### [DESCRIPTION OF THE TASK]
Rewrite the part of the records below that opens with the line containing "Where can the curved" and closes with the line containing "[[207, 96]]" as a Markdown table with the columns "Row" and "Line". Give each line in order, skip any blank lines, and include nothing outside that span.

(Position identification records)
* * *

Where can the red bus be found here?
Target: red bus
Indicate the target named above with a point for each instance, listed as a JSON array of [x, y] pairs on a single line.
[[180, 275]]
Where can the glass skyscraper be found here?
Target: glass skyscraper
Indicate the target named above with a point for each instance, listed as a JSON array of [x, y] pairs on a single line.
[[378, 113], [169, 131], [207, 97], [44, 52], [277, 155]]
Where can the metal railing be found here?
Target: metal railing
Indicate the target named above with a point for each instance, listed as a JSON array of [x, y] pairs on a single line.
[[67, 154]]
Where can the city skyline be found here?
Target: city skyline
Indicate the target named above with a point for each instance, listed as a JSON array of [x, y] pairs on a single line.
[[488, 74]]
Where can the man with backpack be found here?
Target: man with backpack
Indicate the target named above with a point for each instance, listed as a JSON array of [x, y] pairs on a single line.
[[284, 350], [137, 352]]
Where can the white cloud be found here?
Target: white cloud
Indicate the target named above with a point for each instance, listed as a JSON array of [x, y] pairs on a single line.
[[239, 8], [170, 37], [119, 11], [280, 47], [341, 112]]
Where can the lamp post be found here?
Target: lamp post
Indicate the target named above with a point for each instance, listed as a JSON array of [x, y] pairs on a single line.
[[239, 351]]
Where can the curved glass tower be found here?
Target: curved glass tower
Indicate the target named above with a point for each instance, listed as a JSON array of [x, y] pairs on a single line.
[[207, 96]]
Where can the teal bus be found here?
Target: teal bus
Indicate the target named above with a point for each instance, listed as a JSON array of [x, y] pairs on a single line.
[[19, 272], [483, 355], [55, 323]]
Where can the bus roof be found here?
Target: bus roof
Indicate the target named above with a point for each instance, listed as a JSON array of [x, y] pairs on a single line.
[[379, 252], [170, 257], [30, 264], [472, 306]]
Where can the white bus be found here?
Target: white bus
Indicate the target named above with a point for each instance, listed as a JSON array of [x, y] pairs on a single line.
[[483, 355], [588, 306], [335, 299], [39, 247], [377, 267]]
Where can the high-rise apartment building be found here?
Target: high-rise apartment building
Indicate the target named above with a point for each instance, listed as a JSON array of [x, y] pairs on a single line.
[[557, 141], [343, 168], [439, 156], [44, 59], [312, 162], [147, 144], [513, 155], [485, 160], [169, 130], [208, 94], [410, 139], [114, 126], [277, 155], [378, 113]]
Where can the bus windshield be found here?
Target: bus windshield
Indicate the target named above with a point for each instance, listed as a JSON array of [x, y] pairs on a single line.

* * *

### [FULL SOLUTION]
| Row | Line |
|---|---|
| 1 | Where can the curved glass tower be found here? |
| 2 | Target: curved glass tower |
| 3 | Indicate the target named above with a point for each instance, listed as a JSON array of [x, y] pairs on a single line. |
| 4 | [[207, 96]] |